## [Source passage]
Gordon Sharp[12] was unable to obtain either alkaloid or glucosid from the plant, but found a series of resins that caused contraction of the blood-vessels of a frog. This was not a digitalis-like contraction, but depended, he believed, on simple acidity. On the heart of the frog the resins have little or no effect, comparisons being made with digitalis in the same animals. There is no proof that cactus grandiflorus itself shortens diastole, or in fact, that it has any special action on the heart muscle at all. Sharp experimented on himself with large doses of an extract made with alcohol 1 to 5, but got no noticeable results. He thinks that the plant may have some slight diuretic action.
Sayre submitted the preparation which he used in his experiments for more careful testing to E. M. Houghton, who reported that it had practically no action on the heart.
In commenting on Houghton’s results, Reid Hunt said that they were confirmed by his own experiments. He did not deny, however, that the drug might have some therapeutic effect and that, in very large doses, it did affect the kidneys.
S. A. Matthews[13] found one preparation of cactus (cactin—Abbott) absolutely inert so far as any effect on the heart is concerned. He found that cactina (Sultan Drug Co.) in very large doses depressed both the circulation and respiration. In this regard it differs from strychnin, and it has no resemblance to the action of digitalis, strophanthus or any of the heart stimulants. A dose of from 10 to 12 pillets administered intravenously to a 10 to 12 kg. dog exerted little or no influence on the heart or circulation; the larger dose may cause a slight fall in blood-pressure. When 70 or more pillets were administered within two and a half hours the animal generally died.
The work of Boinet and Boy-Teissier also has been criticized by Hatcher on the ground that their most positive results were obtained with an alkaloid which no one at this day is able to prepare. The results quoted in this report, however, were obtained by the use of extracts of cactus so that it does not seem that they should be entirely rejected, whatever their value may be.
CLINICAL EVIDENCE
Clinical observations have been more abundant than exact, and a favorable action of the drug in some organic diseases of the heart has been reported; other observers would limit its use to functional arrhythmia, insisting that it is not a substitute for digitalis or aconite, but that it occupies a place distinct from either of those remedies.
P. W. Williams[14] recommends cactus for functional heart disease, but, as a rule, found it useless in organic disease. He thinks it one of a class of remedies which act on the accelerator nerves and sympathetic ganglia, shortening the diastole and stimulating the spinal vasomotor nerve centers. Williams apparently relied on Myers for his knowledge of the pharmacologic action, and his paper is a fair example of the clinical studies of cactus.
Ellingwood[15] claims that cactus is a cardiac tonic, acting on the accelerator nerves and heart ganglia, increasing muscular force and arterial tension. He recommends it in both organic and functional diseases.

## [Task brief]
Summarize the passage on cactus in two sentences. The listing is separate material with no connection to the passage on cactus.

## [Excerpted records]
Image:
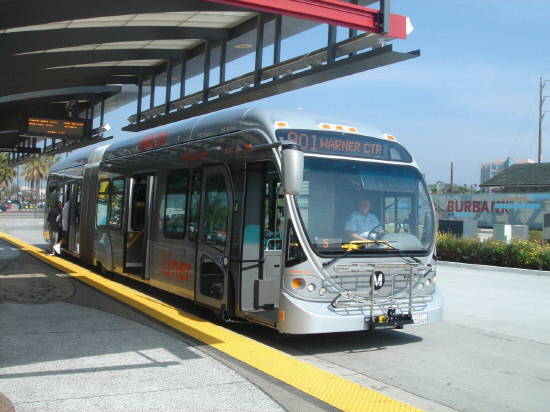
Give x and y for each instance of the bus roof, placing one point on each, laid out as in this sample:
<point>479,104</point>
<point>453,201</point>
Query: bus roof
<point>218,123</point>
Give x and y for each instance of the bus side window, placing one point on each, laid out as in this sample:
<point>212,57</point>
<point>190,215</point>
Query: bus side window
<point>116,203</point>
<point>274,215</point>
<point>195,202</point>
<point>176,204</point>
<point>102,203</point>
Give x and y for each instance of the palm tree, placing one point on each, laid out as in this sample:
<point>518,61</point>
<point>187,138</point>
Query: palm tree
<point>7,173</point>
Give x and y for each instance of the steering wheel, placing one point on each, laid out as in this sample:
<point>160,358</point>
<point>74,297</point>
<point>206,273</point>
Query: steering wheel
<point>373,234</point>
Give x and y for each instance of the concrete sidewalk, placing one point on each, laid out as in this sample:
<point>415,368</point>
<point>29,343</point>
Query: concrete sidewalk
<point>67,347</point>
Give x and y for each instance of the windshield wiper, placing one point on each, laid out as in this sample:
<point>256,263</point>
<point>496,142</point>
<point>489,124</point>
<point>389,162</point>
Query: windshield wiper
<point>398,252</point>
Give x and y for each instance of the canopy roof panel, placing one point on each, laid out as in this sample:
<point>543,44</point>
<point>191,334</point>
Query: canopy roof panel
<point>94,57</point>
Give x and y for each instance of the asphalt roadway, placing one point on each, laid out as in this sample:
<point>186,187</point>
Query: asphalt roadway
<point>490,353</point>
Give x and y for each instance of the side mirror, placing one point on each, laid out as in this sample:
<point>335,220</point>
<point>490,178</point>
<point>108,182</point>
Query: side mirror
<point>293,168</point>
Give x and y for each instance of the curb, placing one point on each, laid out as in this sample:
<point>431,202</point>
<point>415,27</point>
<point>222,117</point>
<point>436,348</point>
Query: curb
<point>495,268</point>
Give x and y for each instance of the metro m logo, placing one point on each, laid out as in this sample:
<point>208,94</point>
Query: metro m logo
<point>378,279</point>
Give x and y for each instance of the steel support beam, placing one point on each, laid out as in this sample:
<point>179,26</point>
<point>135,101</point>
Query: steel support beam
<point>333,12</point>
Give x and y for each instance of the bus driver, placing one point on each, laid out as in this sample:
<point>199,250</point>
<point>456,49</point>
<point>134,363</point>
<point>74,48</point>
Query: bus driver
<point>361,222</point>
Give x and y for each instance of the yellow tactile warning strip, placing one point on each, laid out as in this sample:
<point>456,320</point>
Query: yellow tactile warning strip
<point>334,390</point>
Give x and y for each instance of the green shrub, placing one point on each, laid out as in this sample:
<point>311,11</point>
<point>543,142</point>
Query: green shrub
<point>518,253</point>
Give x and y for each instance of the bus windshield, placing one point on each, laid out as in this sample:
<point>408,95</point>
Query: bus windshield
<point>343,201</point>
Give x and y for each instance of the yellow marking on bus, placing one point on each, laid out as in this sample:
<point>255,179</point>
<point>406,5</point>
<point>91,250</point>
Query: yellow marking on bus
<point>325,386</point>
<point>135,238</point>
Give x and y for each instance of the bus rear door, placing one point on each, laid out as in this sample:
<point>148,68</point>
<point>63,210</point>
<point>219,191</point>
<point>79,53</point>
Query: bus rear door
<point>214,239</point>
<point>137,244</point>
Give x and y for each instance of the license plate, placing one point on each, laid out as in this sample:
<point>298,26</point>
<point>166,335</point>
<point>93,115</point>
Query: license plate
<point>420,319</point>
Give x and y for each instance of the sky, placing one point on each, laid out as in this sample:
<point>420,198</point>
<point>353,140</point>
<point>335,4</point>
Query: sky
<point>471,97</point>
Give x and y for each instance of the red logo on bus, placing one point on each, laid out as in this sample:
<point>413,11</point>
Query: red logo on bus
<point>152,141</point>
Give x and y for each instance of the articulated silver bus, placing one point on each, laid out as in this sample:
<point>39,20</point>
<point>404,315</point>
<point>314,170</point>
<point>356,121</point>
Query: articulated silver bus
<point>247,212</point>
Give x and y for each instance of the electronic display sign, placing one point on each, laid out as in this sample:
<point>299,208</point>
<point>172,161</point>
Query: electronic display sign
<point>55,128</point>
<point>345,145</point>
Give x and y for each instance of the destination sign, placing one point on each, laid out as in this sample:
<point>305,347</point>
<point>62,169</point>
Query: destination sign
<point>55,128</point>
<point>13,149</point>
<point>345,145</point>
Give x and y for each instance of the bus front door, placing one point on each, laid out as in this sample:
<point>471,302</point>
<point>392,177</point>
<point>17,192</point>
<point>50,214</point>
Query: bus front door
<point>137,235</point>
<point>214,239</point>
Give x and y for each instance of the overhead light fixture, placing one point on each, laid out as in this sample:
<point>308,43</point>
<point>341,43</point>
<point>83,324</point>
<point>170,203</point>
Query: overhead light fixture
<point>102,129</point>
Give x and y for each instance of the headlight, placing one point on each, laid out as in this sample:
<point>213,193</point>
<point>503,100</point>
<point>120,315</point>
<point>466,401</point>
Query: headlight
<point>298,283</point>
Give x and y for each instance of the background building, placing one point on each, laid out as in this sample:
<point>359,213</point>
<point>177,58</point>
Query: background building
<point>489,170</point>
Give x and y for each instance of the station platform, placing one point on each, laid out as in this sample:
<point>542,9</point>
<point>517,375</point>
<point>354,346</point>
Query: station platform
<point>72,340</point>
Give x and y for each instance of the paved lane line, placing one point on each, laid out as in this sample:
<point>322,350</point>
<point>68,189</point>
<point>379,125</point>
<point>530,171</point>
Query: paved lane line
<point>334,390</point>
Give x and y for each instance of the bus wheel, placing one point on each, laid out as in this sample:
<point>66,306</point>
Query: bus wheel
<point>104,272</point>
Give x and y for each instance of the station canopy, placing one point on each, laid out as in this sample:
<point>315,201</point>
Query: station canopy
<point>65,64</point>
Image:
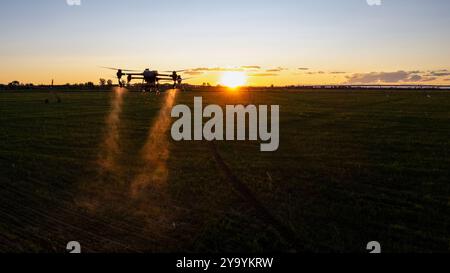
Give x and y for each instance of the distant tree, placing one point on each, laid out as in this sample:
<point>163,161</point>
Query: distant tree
<point>89,85</point>
<point>14,84</point>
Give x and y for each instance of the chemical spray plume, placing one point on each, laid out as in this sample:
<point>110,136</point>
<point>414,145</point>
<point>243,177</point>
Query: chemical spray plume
<point>156,152</point>
<point>110,147</point>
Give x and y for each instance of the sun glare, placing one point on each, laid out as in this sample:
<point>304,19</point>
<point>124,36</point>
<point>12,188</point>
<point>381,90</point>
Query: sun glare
<point>233,79</point>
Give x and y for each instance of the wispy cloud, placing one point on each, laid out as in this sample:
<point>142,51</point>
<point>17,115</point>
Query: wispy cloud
<point>264,75</point>
<point>394,77</point>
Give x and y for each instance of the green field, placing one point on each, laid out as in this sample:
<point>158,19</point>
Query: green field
<point>353,167</point>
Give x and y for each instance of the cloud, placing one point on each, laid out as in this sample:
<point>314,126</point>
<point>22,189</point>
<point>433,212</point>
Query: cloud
<point>278,69</point>
<point>387,77</point>
<point>263,75</point>
<point>316,72</point>
<point>338,72</point>
<point>251,67</point>
<point>439,73</point>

## [Solution for this task]
Several investigators, including Sharp, Houghton and Matthews, found that preparations of cactus grandiflorus had little or no action on the heart, though Sharp and Hunt allowed it some possible effect on the kidneys. Clinical observations were more abundant than exact: Williams recommended cactus for functional heart disease but found it generally useless in organic disease, while Ellingwood recommended it for both.